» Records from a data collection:
*****
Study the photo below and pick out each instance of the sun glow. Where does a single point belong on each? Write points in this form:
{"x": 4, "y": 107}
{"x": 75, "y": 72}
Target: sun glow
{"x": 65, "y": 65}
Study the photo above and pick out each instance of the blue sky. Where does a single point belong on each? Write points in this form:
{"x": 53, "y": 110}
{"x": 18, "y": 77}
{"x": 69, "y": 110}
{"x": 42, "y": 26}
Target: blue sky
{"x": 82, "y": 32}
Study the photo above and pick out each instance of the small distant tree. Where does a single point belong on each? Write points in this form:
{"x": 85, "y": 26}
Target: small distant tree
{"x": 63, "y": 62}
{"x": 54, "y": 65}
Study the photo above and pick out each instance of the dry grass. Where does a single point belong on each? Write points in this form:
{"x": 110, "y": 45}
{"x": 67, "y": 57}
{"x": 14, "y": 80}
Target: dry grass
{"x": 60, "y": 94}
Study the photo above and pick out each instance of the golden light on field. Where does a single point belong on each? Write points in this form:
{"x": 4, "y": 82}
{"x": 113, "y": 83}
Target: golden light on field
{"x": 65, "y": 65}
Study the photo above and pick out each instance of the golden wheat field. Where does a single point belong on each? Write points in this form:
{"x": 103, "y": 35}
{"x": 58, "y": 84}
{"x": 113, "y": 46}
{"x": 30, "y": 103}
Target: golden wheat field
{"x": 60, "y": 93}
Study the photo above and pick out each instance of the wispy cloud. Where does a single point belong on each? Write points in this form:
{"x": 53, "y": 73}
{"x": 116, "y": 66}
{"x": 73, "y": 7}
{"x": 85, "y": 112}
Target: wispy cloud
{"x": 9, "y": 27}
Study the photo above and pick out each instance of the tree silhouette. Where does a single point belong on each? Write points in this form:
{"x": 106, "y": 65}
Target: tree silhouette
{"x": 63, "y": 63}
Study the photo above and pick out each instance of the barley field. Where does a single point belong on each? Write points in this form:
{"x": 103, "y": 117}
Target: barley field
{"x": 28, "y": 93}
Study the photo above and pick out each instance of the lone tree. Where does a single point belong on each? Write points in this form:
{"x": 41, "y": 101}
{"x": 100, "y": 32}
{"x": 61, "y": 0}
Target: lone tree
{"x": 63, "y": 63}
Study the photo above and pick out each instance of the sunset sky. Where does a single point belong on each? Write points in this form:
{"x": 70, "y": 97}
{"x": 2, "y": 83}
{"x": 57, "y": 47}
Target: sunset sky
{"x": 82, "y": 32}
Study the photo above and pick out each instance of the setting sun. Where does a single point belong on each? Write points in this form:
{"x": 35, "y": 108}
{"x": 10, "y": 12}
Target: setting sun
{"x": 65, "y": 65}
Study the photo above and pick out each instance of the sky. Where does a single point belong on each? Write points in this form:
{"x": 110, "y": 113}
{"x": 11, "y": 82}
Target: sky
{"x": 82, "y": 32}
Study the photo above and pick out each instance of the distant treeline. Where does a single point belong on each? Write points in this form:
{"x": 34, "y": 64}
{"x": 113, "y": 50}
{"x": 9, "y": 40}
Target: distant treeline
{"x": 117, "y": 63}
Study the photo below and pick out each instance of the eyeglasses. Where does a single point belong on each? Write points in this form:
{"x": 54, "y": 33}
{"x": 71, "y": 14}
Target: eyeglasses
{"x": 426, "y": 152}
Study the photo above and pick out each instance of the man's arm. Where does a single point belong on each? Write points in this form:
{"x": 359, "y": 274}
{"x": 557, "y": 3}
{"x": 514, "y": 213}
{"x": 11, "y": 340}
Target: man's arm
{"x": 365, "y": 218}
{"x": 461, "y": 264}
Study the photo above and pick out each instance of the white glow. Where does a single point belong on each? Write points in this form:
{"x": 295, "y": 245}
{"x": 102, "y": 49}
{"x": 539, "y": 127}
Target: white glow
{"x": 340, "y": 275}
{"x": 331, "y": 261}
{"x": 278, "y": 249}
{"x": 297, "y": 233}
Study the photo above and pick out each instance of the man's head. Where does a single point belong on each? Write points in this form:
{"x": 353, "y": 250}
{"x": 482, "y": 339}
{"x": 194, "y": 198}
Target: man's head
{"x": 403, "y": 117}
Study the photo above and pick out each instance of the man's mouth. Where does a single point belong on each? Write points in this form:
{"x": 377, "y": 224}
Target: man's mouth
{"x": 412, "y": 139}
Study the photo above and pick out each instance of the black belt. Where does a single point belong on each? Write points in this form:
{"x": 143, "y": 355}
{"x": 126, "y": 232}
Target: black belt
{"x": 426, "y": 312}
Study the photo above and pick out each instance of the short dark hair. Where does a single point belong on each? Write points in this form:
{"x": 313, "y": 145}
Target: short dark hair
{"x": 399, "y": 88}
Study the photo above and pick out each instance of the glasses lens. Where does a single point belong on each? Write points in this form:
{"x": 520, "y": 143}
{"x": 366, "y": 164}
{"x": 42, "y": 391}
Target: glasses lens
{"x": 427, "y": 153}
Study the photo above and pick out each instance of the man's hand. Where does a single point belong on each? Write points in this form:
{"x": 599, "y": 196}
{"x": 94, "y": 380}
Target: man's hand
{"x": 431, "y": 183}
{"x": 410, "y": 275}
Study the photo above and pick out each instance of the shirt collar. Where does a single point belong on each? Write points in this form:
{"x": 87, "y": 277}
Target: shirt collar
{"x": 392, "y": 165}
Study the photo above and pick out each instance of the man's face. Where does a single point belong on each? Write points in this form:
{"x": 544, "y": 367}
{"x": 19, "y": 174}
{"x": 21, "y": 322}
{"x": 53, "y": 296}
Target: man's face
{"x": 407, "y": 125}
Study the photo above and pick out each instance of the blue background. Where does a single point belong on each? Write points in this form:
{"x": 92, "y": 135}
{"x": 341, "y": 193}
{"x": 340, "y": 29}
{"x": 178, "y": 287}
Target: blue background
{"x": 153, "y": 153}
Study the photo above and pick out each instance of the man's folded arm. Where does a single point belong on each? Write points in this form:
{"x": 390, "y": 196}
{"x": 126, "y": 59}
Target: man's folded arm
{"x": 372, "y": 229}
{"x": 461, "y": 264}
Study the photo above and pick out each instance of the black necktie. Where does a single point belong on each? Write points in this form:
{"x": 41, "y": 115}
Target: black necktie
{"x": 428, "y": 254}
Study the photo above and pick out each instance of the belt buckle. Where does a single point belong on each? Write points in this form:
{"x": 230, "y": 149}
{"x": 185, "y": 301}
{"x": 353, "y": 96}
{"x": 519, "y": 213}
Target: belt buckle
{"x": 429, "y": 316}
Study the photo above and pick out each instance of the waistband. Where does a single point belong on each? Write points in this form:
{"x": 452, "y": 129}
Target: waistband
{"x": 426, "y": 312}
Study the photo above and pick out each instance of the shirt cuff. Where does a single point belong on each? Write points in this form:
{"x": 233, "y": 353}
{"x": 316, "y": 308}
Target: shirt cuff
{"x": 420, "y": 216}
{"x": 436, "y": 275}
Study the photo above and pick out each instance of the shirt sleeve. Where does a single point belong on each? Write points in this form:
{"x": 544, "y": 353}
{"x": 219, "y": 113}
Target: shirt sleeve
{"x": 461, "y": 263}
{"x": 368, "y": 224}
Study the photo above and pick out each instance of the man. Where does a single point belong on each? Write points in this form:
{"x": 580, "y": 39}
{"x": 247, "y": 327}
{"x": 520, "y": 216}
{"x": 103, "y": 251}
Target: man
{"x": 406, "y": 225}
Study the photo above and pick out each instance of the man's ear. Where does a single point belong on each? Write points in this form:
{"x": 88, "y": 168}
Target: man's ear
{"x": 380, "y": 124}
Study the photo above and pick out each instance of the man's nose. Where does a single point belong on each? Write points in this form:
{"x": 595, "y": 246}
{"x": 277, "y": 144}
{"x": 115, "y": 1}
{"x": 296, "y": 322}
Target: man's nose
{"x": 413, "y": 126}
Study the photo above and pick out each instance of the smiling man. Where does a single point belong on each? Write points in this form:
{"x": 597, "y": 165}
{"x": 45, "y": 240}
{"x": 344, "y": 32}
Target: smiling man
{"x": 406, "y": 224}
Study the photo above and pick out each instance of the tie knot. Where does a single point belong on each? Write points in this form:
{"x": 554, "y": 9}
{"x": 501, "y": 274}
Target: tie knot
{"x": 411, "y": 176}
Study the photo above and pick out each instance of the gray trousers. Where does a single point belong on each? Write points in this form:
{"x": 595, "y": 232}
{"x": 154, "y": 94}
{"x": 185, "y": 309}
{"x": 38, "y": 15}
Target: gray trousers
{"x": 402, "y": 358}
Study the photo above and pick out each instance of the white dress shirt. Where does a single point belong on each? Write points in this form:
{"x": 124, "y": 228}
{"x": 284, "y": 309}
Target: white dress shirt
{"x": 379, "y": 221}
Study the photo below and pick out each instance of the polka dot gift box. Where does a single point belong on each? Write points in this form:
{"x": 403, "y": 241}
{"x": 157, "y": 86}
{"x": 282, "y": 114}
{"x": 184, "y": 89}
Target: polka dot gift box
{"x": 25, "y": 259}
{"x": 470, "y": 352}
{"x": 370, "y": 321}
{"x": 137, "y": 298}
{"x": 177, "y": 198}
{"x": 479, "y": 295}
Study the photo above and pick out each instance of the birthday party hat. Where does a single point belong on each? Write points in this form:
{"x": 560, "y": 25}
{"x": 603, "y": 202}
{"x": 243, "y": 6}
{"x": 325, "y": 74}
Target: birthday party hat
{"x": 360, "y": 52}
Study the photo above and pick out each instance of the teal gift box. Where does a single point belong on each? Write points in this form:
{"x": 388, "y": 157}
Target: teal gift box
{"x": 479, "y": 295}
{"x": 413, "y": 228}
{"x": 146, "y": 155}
*****
» Task statement:
Reproduce the lines of the data above verbatim, from the line containing "the man's nose." up to and including the last line of the data.

» The answer:
Study the photo above and pick out each instance of the man's nose. Where does a single point belong on each? Write points in this form:
{"x": 595, "y": 246}
{"x": 277, "y": 144}
{"x": 115, "y": 1}
{"x": 296, "y": 322}
Target: man's nose
{"x": 413, "y": 126}
Study the photo above and pick out each instance of the smiling man. Where does a single point belong on each? Write points in this form:
{"x": 597, "y": 165}
{"x": 45, "y": 240}
{"x": 344, "y": 32}
Target: smiling man
{"x": 406, "y": 224}
Study the photo above and pick out each instance of the tie knot. Where does a single point belong on each? Write points in this form:
{"x": 554, "y": 9}
{"x": 501, "y": 274}
Target: tie knot
{"x": 411, "y": 176}
Study the photo above and pick out each instance of the gray trousers. Where does a single point belong on each? Write points in this form:
{"x": 595, "y": 232}
{"x": 154, "y": 94}
{"x": 185, "y": 309}
{"x": 38, "y": 15}
Target: gray trousers
{"x": 402, "y": 358}
Study the photo above and pick out each instance of the white dress shirt. Where does a single point belong on each? Write points in this form:
{"x": 124, "y": 228}
{"x": 284, "y": 309}
Target: white dress shirt
{"x": 379, "y": 221}
Study the photo below and pick out each instance of the polka dot gift box. Where does a single point belong on each? Write points in this form:
{"x": 403, "y": 241}
{"x": 157, "y": 86}
{"x": 282, "y": 114}
{"x": 184, "y": 89}
Target: polka dot gift box
{"x": 25, "y": 259}
{"x": 470, "y": 352}
{"x": 370, "y": 321}
{"x": 137, "y": 298}
{"x": 177, "y": 198}
{"x": 479, "y": 295}
Study the photo above and pick out each instance of the birthday party hat. Where does a single point belong on each? Write points in this form:
{"x": 560, "y": 25}
{"x": 603, "y": 202}
{"x": 243, "y": 6}
{"x": 325, "y": 74}
Target: birthday party hat
{"x": 360, "y": 52}
Study the photo above and pick out each instance of the teal gift box. Where does a single point belong on each? Write points in this form:
{"x": 388, "y": 157}
Target: teal gift box
{"x": 479, "y": 295}
{"x": 413, "y": 228}
{"x": 146, "y": 155}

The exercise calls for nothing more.